BRANO SELEZIONATO

Giangurgolo, la discussa maschera teatrale “del” calabrese, non ha origini calabresi ma nasce e racchiude l’arco della sua esistenza in scena nel secondo periodo della Commedia dell’Arte napoletana, dal 1615 al 1770. Fino a quando, nel ricostruito Teatro San Carlino, furono bandite le commedie non scritte.
Giangurgolo falso Masaniello di quaggiù
Negli anni ’50 e ’60 del secolo scorso, sulla scorta di errate sovrapposizioni interpretative si riscopre Giangurgolo come emblema della tradizione teatrale della nostra regione. E si continua a creare intorno a questo feticcio tutta una letteratura romanzata con la sola regola del “verosimile”, che vorrebbe regalarci un novello Masaniello che si ergeva contro l’arroganza della società spagnoleggiante del ‘700.
Colmare una mancanza
La quasi mancanza di tradizioni teatrali di spessore pare si volesse a tutti i costi colmare con identificazioni incontrollate di maschere e personaggi nati inconfutabilmente in altri ambiti. Un vezzo che mortifica le poche, ma vere, tradizioni nate nelle nostre contrade, spesso reticenti e distratte nell’autoanalisi delle proprie origini.

DATI FORNITI
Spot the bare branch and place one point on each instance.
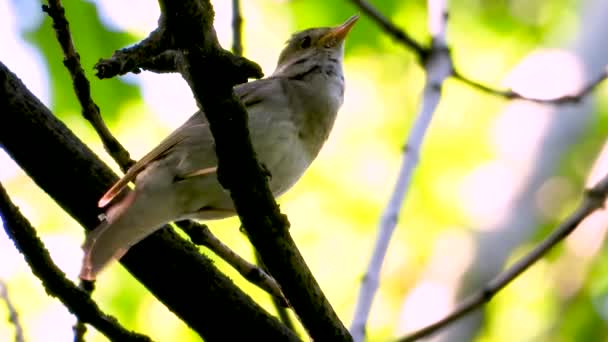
(13, 316)
(217, 299)
(593, 200)
(211, 74)
(438, 67)
(201, 235)
(237, 28)
(513, 95)
(81, 85)
(392, 29)
(282, 310)
(422, 53)
(55, 283)
(237, 48)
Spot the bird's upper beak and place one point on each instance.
(338, 33)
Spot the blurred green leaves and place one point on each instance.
(92, 41)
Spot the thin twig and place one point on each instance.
(212, 77)
(278, 305)
(237, 28)
(593, 200)
(279, 302)
(422, 53)
(81, 85)
(438, 68)
(201, 235)
(80, 329)
(392, 29)
(13, 316)
(510, 94)
(55, 283)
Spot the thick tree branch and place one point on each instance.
(438, 67)
(202, 236)
(81, 85)
(279, 302)
(594, 199)
(13, 316)
(55, 283)
(75, 178)
(211, 74)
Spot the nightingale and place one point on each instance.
(290, 116)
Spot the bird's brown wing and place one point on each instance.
(251, 94)
(197, 121)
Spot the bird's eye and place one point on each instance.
(305, 42)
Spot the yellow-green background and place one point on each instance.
(334, 210)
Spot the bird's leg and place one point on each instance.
(202, 236)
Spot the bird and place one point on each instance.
(290, 116)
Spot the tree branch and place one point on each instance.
(438, 67)
(81, 85)
(392, 29)
(13, 316)
(279, 302)
(211, 74)
(55, 283)
(422, 53)
(237, 28)
(201, 235)
(204, 298)
(593, 200)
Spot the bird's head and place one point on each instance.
(310, 42)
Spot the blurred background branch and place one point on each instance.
(438, 67)
(594, 199)
(13, 315)
(497, 174)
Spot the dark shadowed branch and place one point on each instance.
(216, 301)
(594, 199)
(13, 316)
(82, 86)
(423, 52)
(211, 73)
(201, 235)
(237, 48)
(55, 283)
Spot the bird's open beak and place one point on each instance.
(338, 33)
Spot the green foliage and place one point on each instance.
(92, 41)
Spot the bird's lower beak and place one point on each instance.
(338, 33)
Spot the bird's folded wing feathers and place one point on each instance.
(251, 94)
(173, 139)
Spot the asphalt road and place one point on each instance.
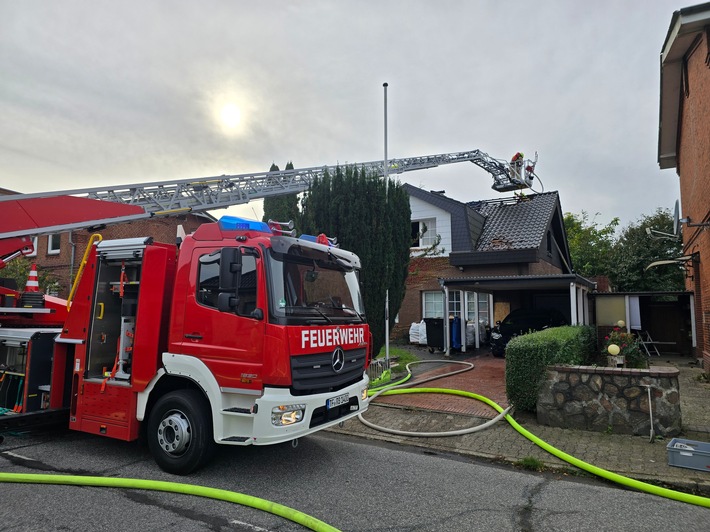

COMPITI DA SVOLGERE
• A. Traduci in inglese la frase del brano su Giangurgolo "La quasi mancanza di tradizioni teatrali di spessore pare si volesse a tutti i costi colmare con identificazioni incontrollate di maschere e personaggi nati inconfutabilmente in altri ambiti."
• B. Riporta fedelmente il passo del brano su Giangurgolo che comincia con "Giangurgolo, la discussa" e prosegue fino a "commedie non scritte.".
Le righe non hanno alcun ruolo in questo.

RISPOSTE PER COMPITO
• A. It seems that the near absence of substantial theatrical traditions was to be filled at all costs with unchecked identifications of masks and characters undeniably born in other contexts.

• B.
Giangurgolo, la discussa maschera teatrale “del” calabrese, non ha origini calabresi ma nasce e racchiude l’arco della sua esistenza in scena nel secondo periodo della Commedia dell’Arte napoletana, dal 1615 al 1770. Fino a quando, nel ricostruito Teatro San Carlino, furono bandite le commedie non scritte.